In the passage about arthritis among Aboriginal and Torres Strait Islander peoples, which two states were the health service representatives and communities consulted in?

- Passage to read -

+===+

How prevalent is arthritis amongst Aboriginal and Torres Strait Islander peoples’?

Arthritis conditions are more common and have a greater burden of disease for Aboriginal and Torres Strait Islander peoples’ in comparison to non-Indigenous Australians.

Why is it important to develop culturally appropriate resources?

After speaking with health service representatives and the Aboriginal and Torres Strait Islander communities in both Western Australia and Victoria, we have been told there is a lack of information available regarding the management of arthritis conditions. Co-creating arthritis education resources with the Aboriginal and Torres Strait Islander community will improve the likelihood that they are both implemented and accepted by the community.

What process will you undertake to develop the resources?

+===+

Stored data entries
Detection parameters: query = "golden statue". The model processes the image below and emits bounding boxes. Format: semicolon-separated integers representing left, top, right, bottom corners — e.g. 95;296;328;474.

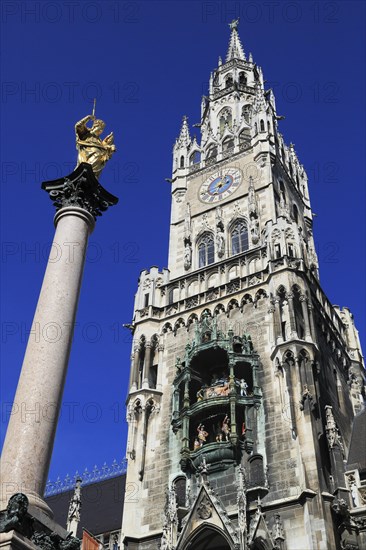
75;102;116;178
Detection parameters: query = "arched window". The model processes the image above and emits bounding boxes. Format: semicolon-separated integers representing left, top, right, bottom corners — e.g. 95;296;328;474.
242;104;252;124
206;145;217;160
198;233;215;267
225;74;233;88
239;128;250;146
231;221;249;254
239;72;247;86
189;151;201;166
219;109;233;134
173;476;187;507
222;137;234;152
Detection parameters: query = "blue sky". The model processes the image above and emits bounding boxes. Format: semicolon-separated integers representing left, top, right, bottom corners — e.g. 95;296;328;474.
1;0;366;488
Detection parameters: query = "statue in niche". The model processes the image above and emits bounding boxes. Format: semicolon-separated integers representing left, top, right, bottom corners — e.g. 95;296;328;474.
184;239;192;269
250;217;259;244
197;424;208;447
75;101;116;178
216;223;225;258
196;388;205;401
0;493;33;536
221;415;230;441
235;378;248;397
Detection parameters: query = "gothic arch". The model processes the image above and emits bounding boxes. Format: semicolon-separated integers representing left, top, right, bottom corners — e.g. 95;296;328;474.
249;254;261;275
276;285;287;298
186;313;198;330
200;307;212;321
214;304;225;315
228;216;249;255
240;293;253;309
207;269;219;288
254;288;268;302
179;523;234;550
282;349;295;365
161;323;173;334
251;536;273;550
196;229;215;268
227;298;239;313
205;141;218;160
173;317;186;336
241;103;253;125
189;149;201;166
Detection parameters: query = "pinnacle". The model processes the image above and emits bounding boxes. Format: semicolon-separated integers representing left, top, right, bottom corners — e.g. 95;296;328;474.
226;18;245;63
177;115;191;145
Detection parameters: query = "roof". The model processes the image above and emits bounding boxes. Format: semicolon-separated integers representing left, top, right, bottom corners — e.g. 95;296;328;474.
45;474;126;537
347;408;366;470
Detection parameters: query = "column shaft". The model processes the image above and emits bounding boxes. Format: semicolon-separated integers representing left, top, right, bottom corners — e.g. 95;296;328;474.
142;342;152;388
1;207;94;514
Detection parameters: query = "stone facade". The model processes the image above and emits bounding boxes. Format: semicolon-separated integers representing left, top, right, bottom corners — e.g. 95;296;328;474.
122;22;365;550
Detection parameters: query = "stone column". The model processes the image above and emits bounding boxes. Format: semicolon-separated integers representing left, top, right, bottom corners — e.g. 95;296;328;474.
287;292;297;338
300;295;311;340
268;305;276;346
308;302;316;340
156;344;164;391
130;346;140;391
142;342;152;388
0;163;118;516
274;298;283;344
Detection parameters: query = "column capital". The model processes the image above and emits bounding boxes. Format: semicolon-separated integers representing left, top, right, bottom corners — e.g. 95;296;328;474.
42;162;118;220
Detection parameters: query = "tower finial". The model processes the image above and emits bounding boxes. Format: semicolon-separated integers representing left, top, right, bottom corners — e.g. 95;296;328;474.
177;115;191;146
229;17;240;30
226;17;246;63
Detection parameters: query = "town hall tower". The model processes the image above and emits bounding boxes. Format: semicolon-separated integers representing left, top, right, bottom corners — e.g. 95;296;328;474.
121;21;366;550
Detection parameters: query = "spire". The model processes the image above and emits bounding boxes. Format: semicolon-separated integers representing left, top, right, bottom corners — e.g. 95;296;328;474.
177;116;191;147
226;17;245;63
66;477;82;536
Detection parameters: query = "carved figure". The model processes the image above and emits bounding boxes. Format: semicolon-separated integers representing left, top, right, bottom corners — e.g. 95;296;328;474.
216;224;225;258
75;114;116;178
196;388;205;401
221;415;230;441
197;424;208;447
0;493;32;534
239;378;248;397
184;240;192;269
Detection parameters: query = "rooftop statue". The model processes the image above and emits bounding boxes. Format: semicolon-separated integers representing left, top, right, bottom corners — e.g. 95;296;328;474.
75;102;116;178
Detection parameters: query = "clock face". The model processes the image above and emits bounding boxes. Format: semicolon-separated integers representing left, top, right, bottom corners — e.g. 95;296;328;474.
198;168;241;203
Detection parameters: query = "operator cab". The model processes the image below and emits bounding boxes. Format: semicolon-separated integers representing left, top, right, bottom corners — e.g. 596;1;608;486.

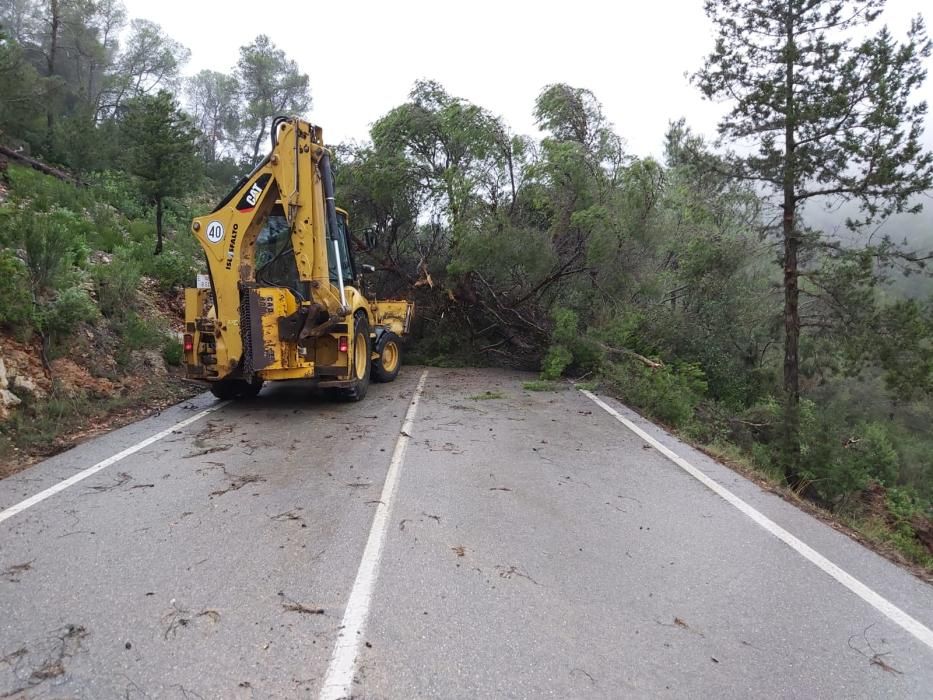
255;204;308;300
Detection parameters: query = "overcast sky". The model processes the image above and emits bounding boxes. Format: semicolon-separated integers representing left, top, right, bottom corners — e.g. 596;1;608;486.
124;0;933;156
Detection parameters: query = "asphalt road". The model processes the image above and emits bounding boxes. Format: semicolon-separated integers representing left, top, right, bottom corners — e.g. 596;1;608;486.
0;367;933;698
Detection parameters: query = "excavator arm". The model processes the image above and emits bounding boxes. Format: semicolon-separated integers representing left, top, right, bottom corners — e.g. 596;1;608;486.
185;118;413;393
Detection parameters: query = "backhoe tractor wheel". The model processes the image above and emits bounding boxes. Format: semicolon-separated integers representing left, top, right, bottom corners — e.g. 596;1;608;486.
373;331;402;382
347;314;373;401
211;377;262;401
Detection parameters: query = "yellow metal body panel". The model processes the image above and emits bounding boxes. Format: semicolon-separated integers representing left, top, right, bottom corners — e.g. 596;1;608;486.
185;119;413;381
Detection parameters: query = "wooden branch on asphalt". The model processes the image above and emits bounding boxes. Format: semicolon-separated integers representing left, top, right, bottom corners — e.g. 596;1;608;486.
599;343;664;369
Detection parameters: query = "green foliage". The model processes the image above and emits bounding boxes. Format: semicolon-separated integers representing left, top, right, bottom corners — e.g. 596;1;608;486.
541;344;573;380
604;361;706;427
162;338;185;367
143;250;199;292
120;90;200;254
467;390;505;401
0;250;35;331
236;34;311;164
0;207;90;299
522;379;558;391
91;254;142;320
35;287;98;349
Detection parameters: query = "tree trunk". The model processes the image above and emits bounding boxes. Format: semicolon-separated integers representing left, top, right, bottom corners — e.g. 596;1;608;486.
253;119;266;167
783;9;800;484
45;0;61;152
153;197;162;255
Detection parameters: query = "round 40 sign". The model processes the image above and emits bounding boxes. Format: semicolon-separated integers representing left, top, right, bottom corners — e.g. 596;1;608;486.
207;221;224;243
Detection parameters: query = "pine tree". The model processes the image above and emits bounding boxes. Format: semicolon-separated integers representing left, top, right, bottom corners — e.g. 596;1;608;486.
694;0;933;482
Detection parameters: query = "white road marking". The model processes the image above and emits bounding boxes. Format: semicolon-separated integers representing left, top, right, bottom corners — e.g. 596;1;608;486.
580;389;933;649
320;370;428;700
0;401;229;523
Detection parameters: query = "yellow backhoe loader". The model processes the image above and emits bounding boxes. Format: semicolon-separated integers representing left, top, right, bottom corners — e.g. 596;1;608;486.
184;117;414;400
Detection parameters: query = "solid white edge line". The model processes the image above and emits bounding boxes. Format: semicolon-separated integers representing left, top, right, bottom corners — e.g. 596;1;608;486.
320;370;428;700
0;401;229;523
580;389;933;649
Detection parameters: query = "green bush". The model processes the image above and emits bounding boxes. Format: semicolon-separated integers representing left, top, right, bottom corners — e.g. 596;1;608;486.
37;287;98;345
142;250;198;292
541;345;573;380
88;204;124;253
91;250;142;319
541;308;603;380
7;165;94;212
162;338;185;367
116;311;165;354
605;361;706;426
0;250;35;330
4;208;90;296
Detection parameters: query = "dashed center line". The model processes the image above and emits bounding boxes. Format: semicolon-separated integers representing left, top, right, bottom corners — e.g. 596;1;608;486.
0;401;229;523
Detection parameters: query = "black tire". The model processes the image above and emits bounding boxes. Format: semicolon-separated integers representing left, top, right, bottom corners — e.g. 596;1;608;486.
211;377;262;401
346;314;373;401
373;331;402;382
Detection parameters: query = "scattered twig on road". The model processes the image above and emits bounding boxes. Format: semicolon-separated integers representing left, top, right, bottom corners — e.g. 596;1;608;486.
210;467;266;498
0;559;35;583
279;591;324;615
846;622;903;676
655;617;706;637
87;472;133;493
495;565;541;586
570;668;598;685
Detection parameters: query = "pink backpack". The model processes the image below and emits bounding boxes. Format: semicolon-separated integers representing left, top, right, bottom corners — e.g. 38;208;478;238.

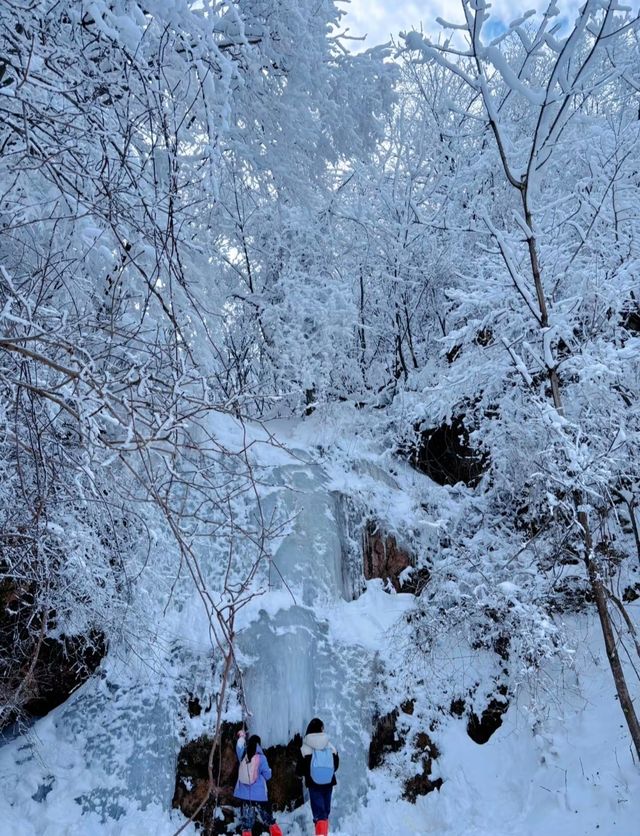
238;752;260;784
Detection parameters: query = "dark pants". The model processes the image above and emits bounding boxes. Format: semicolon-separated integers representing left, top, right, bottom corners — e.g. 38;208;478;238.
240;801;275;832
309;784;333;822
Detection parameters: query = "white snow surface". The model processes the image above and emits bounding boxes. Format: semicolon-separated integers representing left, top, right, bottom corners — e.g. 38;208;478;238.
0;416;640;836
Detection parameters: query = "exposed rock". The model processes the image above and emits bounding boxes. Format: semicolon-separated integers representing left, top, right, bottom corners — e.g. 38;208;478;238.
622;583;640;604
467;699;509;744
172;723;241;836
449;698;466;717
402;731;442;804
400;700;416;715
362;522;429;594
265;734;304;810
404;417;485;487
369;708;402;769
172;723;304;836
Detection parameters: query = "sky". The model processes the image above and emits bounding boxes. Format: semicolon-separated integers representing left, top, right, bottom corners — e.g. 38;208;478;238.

+===+

- Expected answer -
Western Australia and Victoria.